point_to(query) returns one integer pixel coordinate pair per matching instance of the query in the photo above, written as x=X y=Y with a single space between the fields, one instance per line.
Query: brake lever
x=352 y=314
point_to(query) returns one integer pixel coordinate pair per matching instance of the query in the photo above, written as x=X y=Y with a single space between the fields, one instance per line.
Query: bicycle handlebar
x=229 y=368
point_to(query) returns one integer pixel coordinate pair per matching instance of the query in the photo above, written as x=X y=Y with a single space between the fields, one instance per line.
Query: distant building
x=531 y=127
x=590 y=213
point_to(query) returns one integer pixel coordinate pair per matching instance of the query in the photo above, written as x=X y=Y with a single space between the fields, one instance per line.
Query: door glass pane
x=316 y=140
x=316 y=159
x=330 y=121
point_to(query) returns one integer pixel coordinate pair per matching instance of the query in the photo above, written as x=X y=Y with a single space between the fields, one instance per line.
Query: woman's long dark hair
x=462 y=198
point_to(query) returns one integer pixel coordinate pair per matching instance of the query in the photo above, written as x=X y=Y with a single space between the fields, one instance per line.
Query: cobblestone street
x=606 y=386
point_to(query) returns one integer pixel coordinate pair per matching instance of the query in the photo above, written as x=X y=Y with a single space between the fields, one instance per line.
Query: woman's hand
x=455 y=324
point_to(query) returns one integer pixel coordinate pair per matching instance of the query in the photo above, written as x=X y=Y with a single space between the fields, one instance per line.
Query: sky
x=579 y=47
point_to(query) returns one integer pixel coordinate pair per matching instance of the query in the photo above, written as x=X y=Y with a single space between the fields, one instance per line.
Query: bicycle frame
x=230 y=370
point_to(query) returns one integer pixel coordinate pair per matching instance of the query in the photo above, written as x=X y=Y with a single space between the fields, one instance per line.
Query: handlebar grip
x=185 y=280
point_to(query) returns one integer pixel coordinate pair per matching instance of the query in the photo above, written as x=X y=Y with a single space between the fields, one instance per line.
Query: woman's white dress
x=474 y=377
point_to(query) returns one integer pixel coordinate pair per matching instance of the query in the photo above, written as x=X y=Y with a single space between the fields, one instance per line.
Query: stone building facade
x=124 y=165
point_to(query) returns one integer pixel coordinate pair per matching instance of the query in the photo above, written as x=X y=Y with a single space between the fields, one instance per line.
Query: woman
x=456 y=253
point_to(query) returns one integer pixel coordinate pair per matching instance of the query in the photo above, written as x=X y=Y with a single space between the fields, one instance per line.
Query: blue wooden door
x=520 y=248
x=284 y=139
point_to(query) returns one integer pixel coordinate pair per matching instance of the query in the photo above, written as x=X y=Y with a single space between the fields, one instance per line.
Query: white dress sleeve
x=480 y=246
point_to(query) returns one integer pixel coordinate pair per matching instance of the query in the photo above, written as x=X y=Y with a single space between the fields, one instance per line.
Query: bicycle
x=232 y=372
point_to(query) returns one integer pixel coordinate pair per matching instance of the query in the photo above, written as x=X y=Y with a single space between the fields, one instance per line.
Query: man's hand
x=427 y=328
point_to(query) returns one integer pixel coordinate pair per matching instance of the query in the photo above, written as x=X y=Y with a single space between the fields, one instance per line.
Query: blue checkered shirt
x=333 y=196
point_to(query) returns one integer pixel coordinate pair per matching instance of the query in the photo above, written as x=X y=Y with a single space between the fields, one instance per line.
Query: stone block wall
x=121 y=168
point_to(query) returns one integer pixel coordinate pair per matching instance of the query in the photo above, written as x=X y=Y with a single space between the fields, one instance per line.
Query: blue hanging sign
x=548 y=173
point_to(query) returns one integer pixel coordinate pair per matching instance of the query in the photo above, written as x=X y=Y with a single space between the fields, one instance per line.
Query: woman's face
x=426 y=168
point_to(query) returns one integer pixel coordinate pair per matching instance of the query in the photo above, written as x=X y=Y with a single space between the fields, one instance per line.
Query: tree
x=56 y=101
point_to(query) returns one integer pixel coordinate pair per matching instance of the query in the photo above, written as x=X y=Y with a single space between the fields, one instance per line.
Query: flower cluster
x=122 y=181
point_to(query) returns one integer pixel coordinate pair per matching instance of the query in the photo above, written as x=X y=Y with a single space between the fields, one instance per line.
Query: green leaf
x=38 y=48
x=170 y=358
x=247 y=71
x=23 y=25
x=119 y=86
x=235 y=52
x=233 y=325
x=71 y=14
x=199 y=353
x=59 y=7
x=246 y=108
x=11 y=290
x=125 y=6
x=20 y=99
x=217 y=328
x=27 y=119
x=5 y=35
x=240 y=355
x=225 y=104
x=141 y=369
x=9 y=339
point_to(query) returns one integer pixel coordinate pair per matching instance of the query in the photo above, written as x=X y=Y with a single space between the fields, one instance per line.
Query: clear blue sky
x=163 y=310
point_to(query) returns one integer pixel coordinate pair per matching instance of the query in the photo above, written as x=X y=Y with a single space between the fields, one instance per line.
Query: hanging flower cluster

• Task objective
Please return all of the entries above, exactly and completely.

• Answer section
point_to(query) returns one integer pixel coordinate pair per matching instance of the query in the photo above, written as x=X y=Y with a single space between the fields, one instance per line.
Query: brake lever
x=352 y=314
point_to(query) returns one integer pixel coordinate pair per matching instance of the query in the photo above, written as x=X y=Y with a single space between the fields, one instance per line.
Query: bicycle handlebar
x=229 y=368
point_to(query) returns one integer pixel coordinate pair per matching instance of the query in the photo above, written as x=X y=Y with a single space between the fields, one instance per line.
Query: distant building
x=531 y=127
x=590 y=213
point_to(query) returns one integer pixel coordinate pair per matching instance of the query in the photo above, written as x=X y=Y with a single space between the fields, one instance per line.
Query: door glass pane
x=316 y=140
x=316 y=159
x=330 y=121
point_to(query) returns one integer pixel coordinate pair per matching instance of the query in the photo above, written as x=X y=Y with a single space between the fields, one instance per line.
Query: woman's long dark hair
x=462 y=198
point_to(query) returns one integer pixel coordinate pair per matching instance of the query in the photo above, written as x=X y=Y with a single space between the fields, one instance per line.
Query: cobblestone street
x=606 y=386
point_to(query) returns one integer pixel coordinate pair per matching instance of the query in the photo above, written as x=X y=Y with a single space between the fields, one instance per line.
Query: woman's hand
x=455 y=324
point_to(query) returns one integer pixel coordinate pair per matching instance of the query in the photo above, written as x=X y=Y with a single space between the fields, one instance per line.
Query: sky
x=579 y=47
point_to(query) returns one integer pixel coordinate pair per matching instance of the query in the photo above, written as x=X y=Y with a single space between the fields, one instance per line.
Query: bicycle frame
x=230 y=370
point_to(query) returns one integer pixel coordinate pair per matching instance of the query in the photo above, written as x=X y=Y with a single space between the fields, one instance per line.
Query: handlebar grip
x=185 y=280
point_to(query) returns one integer pixel coordinate pair per matching instance of the query in the photo above, written as x=X y=Y with a single space between the fields, one instance per line.
Query: woman's white dress
x=474 y=377
point_to(query) returns one integer pixel coordinate pair per matching instance of the query in the photo above, written as x=X y=Y with a single space between the fields, one instance per line.
Query: stone building facade
x=124 y=165
point_to(query) returns one integer pixel coordinate pair per matching instance of the query in the photo above, written as x=X y=Y with a single space between the fields, one instance per line.
Query: woman
x=456 y=253
point_to(query) returns one integer pixel coordinate pair per matching instance of the query in the photo above, written as x=X y=Y with a single space between the fields, one instance per line.
Query: blue wooden door
x=520 y=248
x=284 y=139
point_to(query) returns one integer pixel coordinate pair per matching instance of the query in the photo above, written as x=X y=Y with a single space between the fields, one instance per line.
Query: white dress sleeve
x=480 y=246
point_to(query) returns one integer pixel coordinate pair per matching instance of the query in the photo above, written as x=X y=Y with a single space between the fields, one instance per line.
Query: bicycle
x=232 y=372
point_to(query) returns one integer pixel coordinate pair per matching instance of the query in the photo above, written as x=X y=Y with a single space between the fields, one instance per line.
Query: man's hand
x=427 y=328
point_to(query) returns one integer pixel coordinate pair per matching instance of the query in the photo above, written as x=X y=Y with a single space between the fields, one instance per line.
Query: blue checkered shirt
x=333 y=196
point_to(query) returns one integer pixel coordinate pair per matching instance of the query in the photo above, written as x=X y=Y with a single space between the fields, one instance per line.
Query: stone block wall
x=121 y=168
point_to(query) returns one integer pixel coordinate pair per matching instance of the query in the photo above, written as x=X y=Y with a single space between the fields, one instance per line.
Query: blue hanging sign
x=548 y=173
point_to(query) returns one integer pixel coordinate pair per matching instance of the query in the photo above, written as x=X y=Y with a single space between the fields, one instance per line.
Query: woman's face
x=426 y=168
point_to(query) returns one integer pixel coordinate pair per matching instance of the query in the photo above, written as x=X y=Y with a single space between the fields, one instance per line.
Query: tree
x=56 y=101
point_to(query) returns one integer pixel coordinate pair per matching instance of the query in the photo above, written as x=X y=Y with a single space between the fields, one instance per line.
Query: flower cluster
x=122 y=181
point_to(query) returns one integer pixel coordinate pair per matching instance of the query in the photo above, written as x=X y=Y with a single space between the fields, one instance per line.
Query: green leaf
x=38 y=48
x=170 y=358
x=247 y=71
x=23 y=25
x=119 y=86
x=235 y=52
x=233 y=325
x=71 y=14
x=199 y=353
x=59 y=7
x=246 y=108
x=11 y=290
x=125 y=6
x=20 y=99
x=217 y=328
x=27 y=119
x=5 y=35
x=240 y=355
x=225 y=104
x=141 y=369
x=9 y=339
point_to(query) returns one integer pixel coordinate pair per matching instance of the query in the photo above, written as x=X y=Y with a single space between the fields, one instance per line.
Query: clear blue sky
x=163 y=310
point_to(query) returns one integer pixel coordinate pair per matching instance of the query in the photo above, written as x=X y=Y with a single space between the fields, one instance per line.
Query: hanging flower cluster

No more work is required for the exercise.